[start MATERIAL TO PROCESS]

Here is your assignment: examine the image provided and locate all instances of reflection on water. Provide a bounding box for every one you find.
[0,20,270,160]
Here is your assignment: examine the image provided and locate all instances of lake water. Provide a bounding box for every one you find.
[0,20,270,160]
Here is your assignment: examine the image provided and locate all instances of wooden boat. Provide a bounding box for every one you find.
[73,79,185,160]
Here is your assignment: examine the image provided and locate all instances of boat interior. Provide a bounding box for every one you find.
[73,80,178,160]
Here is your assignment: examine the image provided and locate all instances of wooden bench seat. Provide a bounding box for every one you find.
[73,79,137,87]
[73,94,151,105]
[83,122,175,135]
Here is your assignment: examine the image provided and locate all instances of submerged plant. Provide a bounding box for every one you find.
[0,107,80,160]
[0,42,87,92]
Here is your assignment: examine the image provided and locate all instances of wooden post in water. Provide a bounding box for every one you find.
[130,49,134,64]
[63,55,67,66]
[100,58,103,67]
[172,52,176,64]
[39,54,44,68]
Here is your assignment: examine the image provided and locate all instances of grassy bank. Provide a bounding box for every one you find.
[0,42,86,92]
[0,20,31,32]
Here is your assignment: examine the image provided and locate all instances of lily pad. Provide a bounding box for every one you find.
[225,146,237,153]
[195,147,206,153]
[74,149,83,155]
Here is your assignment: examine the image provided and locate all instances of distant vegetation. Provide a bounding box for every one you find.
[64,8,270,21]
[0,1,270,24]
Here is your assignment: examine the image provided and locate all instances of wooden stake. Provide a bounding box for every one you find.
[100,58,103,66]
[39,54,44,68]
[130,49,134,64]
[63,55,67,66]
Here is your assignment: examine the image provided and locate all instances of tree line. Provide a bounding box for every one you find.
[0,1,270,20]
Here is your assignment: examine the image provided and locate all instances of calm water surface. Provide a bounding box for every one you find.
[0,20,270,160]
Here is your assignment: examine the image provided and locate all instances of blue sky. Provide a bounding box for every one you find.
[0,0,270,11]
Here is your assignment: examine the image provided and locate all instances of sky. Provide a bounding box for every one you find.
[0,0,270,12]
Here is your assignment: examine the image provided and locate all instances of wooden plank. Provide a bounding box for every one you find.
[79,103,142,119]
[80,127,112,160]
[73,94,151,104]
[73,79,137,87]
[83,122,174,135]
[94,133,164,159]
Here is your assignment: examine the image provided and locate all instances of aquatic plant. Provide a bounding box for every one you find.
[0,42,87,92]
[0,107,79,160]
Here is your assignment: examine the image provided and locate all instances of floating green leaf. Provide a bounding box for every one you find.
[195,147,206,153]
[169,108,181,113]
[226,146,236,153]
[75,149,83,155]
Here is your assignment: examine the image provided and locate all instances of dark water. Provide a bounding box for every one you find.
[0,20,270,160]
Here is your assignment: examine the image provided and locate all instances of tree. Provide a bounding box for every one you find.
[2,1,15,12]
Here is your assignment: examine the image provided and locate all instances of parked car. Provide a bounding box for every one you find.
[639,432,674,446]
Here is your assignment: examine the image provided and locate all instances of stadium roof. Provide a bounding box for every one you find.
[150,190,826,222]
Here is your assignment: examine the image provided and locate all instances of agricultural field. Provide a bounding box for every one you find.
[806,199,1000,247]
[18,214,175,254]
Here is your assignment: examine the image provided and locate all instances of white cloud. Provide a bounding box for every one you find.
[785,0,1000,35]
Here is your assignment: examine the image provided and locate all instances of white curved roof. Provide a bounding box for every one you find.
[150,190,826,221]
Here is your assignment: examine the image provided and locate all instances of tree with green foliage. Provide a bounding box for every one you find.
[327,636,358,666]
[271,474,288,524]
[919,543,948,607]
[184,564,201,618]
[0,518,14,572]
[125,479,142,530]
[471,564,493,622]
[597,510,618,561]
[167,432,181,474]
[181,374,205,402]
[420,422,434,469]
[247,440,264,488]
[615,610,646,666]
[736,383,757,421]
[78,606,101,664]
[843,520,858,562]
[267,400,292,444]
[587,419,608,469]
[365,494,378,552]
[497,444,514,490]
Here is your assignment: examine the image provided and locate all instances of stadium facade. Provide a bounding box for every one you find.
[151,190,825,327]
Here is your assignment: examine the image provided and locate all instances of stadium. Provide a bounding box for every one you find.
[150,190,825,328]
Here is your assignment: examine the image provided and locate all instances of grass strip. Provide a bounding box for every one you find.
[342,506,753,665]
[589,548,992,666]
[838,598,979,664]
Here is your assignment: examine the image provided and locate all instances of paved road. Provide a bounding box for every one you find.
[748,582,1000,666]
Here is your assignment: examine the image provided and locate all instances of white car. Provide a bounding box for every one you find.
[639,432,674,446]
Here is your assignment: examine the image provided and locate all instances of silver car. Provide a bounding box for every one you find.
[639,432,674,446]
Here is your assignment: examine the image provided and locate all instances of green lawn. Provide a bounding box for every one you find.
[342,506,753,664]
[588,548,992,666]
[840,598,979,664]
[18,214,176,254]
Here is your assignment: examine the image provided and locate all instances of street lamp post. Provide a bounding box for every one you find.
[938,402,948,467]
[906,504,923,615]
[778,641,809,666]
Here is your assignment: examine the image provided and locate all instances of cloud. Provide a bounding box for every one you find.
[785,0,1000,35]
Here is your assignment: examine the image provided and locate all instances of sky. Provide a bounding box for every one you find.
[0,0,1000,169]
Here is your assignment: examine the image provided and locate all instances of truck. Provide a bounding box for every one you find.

[end MATERIAL TO PROCESS]

:: GOAL OF THE EXERCISE ::
Render every line of the data above as a numbered list, omitting any blank lines.

:: SOLUTION ::
1. Here is your assignment: examine the image provided and locate all instances of reflection on water. Provide a bounding box for every one you find.
2. [0,20,270,160]
3. Here is your assignment: examine the image provided and locate all instances of lake water. Provide a bounding box for every one you find.
4. [0,20,270,160]
5. Here is your assignment: examine the image provided and locate all instances of wooden boat. Provide a bounding box for every one you find.
6. [73,79,185,160]
7. Here is your assignment: examine the image provided and locate all instances of boat interior. Provide a bounding box for every one you find.
8. [73,80,178,160]
9. Here is your assignment: examine the image provided and locate all instances of wooden bench seat. Provide a bounding box for every one you find.
10. [73,79,137,87]
11. [73,94,151,105]
12. [83,122,175,135]
13. Here is your assignment: examine the image provided and locate all instances of submerged plant. Provide a bounding box for every one you find.
14. [0,107,80,160]
15. [0,42,87,92]
16. Here is your assignment: examine the image provided and locate all instances of wooden post in water. Provide a bounding box for every one you find.
17. [130,49,134,64]
18. [63,55,67,66]
19. [100,58,103,67]
20. [172,52,176,64]
21. [39,54,44,68]
22. Here is your assignment: examine the image provided and locate all instances of grassy bank. Provide a bounding box for every one you find.
23. [0,42,86,92]
24. [0,20,31,32]
25. Here is your assignment: examine the image provided and locate all instances of lily pad. Provide a bounding box for every one you find.
26. [225,146,237,153]
27. [195,147,206,153]
28. [74,149,83,155]
29. Here is your assignment: examine the image provided and locate all instances of distant vegetation. Provide a bounding box for every one you find.
30. [64,8,270,21]
31. [0,1,270,24]
32. Here is your assignment: examine the image provided and locate all instances of wooden stake. Provide a bounding box for every one you find.
33. [100,58,103,66]
34. [39,54,44,68]
35. [130,49,134,64]
36. [63,55,67,66]
37. Here is your assignment: examine the image provided and locate all instances of tree line. Provide a bounding box for every one you find.
38. [0,1,270,20]
39. Here is your assignment: examine the image provided and locate all instances of calm water surface. Provide a bounding box for every one you find.
40. [0,20,270,160]
41. Here is your assignment: examine the image provided and locate all instances of blue sky. Provide a bounding box for every one you find.
42. [0,0,270,11]
43. Here is your assignment: examine the image provided and locate all instances of sky. Provide a bounding box for every one you find.
44. [0,0,270,12]
45. Here is your assignment: examine the image provided and locate all instances of wooden plank. Provide a bounding box for every one you find.
46. [79,103,142,119]
47. [80,127,112,160]
48. [73,94,151,104]
49. [73,79,137,87]
50. [83,122,174,135]
51. [94,133,164,159]
52. Here is your assignment: examine the image provided and locate all instances of aquatic plant. Provide a bounding box for every one you find.
53. [0,42,87,92]
54. [0,107,79,160]
55. Here is your assignment: examine the image provided and locate all instances of floating green leaf. Provide a bounding box for every one you find.
56. [195,147,206,153]
57. [169,108,181,113]
58. [226,146,236,153]
59. [75,149,83,155]
60. Here is your assignment: examine the image provided and locate all instances of dark water. Provide a bounding box for every one you find.
61. [0,20,270,160]
62. Here is your assignment: examine the image provided and locate all instances of tree. Provide a bounding box for every one you find.
63. [2,1,15,12]
64. Here is your assignment: examine the image provided and locate all instances of parked car. Provide a bounding box for every one you find.
65. [639,432,674,446]
66. Here is your assignment: examine the image provided and locate all instances of stadium roof. Provide a bounding box for every one you find.
67. [150,190,826,222]
68. Here is your assignment: examine the image provided and locate all instances of agricultural field. Provide a bounding box for every one you find.
69. [806,199,1000,247]
70. [18,214,175,254]
71. Here is your assignment: examine the image provided and locate all instances of white cloud. Provide a bounding box for every one you find.
72. [785,0,1000,35]
73. Here is your assignment: examine the image provided and locate all instances of white curved roof. Provide a bounding box for every one you find.
74. [150,190,826,221]
75. Here is your assignment: examine the image provided and locate all instances of tree with green foliage. Provide a bounding box for every one you find.
76. [327,636,358,666]
77. [271,474,288,524]
78. [919,543,948,607]
79. [184,564,201,618]
80. [0,518,14,572]
81. [125,479,142,530]
82. [471,564,493,622]
83. [597,510,618,561]
84. [167,432,181,474]
85. [181,374,205,402]
86. [420,422,434,469]
87. [247,440,264,488]
88. [615,610,646,666]
89. [736,383,757,421]
90. [78,606,101,664]
91. [843,520,858,562]
92. [267,400,292,444]
93. [587,419,608,469]
94. [365,494,378,552]
95. [497,444,514,490]
96. Here is your assignment: examine the image provided and locate all instances of stadium facade. Provide a bounding box for every one you find.
97. [151,190,825,327]
98. Here is your assignment: examine the image provided and locate all instances of stadium. Provide a bounding box for every one you find.
99. [150,190,825,328]
100. Here is your assignment: examine the image provided and locate all instances of grass strip. Provide a bounding box for every one you find.
101. [342,506,753,665]
102. [589,548,992,666]
103. [838,598,979,664]
104. Here is your assignment: examine the image provided and locate all instances of paved road. Provide a bounding box for every one you find.
105. [748,582,1000,666]
106. Here is your assignment: examine the image provided and locate all instances of white car. Provide a bounding box for every one you find.
107. [639,432,674,446]
108. Here is your assignment: examine the image provided and locate all instances of silver car. Provide a bounding box for every one you find.
109. [639,432,674,446]
110. Here is your assignment: examine the image provided and locate all instances of green lawn. Provide a bounding box for every one you find.
111. [342,506,753,664]
112. [588,548,992,666]
113. [840,598,979,664]
114. [18,214,176,254]
115. Here is your assignment: examine the image provided and locate all instances of street lamp post. Provide a bounding box for every one you find.
116. [938,402,948,467]
117. [906,504,923,615]
118. [778,641,809,666]
119. Here is your assignment: examine the image provided and locate all instances of cloud. Provide a bounding box for every one you find.
120. [785,0,1000,35]
121. Here is your assignment: examine the image provided and locate all instances of sky. Provide a bounding box for every one you find.
122. [0,0,1000,169]
123. Here is your assignment: examine the image provided and locate all instances of truck. Provide a bounding box for every one you find.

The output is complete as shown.